PROBLEMS TO WORK ON
1. From the HBase row-update post, list every line of code that is not a comment.
2. Write what follows the final sentence of the HBase row-update post.

SOURCE DOCUMENT
>>>

You are viewing a plain text version of this content. The canonical link for it is here.
Posted to user@hbase.apache.org by Ferdy <fe...@kalooga.com> on 2010/03/08 13:53:50 UTC

Best way to do a clean update of a row

Hi,

Sometimes we wish to do a clean update of a row, that is: Make sure any 
old column values are removed that are not in the new Put.

This is how we're doing this now (hbase 0.20.3):

//delRow and putRow are the same row,
//but the row may currently contains columns that are not redefined in 
putRow
HTable htable = new HTable("tablename");
htable.delete(delRow);
htable.put(putRow);

We just call these sequentially (single-threaded). However, could it be 
possible that the delete is issued somehow AFTER the put? The htable 
object has default settings (in other words there is no ). The reason 
why I'm asking is that we are probably experiencing missing row issues.

<<<

DATA SUPPLIED

>>>

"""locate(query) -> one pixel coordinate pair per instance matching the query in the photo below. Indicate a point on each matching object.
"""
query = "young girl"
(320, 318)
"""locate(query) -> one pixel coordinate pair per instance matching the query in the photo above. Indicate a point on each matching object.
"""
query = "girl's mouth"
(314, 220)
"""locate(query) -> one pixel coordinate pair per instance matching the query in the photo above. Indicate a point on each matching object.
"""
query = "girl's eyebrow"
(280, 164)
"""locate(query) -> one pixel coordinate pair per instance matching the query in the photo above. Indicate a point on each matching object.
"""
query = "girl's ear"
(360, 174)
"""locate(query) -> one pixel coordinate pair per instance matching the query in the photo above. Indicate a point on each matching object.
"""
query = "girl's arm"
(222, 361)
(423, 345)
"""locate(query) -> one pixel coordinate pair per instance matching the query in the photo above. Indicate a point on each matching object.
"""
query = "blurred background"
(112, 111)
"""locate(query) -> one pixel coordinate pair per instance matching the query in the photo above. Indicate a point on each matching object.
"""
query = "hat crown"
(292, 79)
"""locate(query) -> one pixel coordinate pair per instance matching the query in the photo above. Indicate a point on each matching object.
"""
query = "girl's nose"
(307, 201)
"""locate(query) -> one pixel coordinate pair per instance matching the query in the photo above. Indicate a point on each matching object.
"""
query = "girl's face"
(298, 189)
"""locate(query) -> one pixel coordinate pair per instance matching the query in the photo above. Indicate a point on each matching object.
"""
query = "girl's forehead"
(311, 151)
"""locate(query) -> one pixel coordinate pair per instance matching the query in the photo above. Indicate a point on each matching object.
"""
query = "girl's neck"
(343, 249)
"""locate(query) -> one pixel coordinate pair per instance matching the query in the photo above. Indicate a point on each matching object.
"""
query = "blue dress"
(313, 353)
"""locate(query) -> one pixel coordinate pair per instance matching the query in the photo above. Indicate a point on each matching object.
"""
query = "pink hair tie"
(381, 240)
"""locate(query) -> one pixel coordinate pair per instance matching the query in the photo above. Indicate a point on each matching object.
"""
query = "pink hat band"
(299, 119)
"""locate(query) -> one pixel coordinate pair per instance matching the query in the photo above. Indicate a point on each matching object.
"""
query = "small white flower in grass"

<<<

WRITTEN RESPONSES
1.
HTable htable = new HTable("tablename");
htable.delete(delRow);
htable.put(putRow);

2.
If so, is there a better way to do an update of a row and discarding old 
column values?

Regards,
Ferdy

Re: Best way to do a clean update of a row

Posted by Ferdy <fe...@kalooga.com>.
Hey,

The column names indeed change between versions. For now I will adopt 
solution B, and accept the fact that in very rare cases old columns may 
not be deleted. (Which could happen when a client does a put with a 
clock ahead). Shouldn't occur very often since our systemtimes are 
pretty accurate and updates will not happen more frequent than once 
every hour.

Ferdy

Jonathan Gray wrote:
> Ferdy,
>
> Another strategy might be to not issue the delete and just insert a new
> version on top of the old one.
>
> Whether this makes sense or not depends on whether the columns for that row
> change between versions.  If it's always the same columns then you can just
> re-insert and when you grab the latest version you will only see the new
> one.  If they change, you would need to follow one of your other strategies.
>
> I would probably not use solution A just because there's not really a need
> to introduce a client-side pause.  I would opt for grabbing now() and
> incrementing the Put stamp by 1.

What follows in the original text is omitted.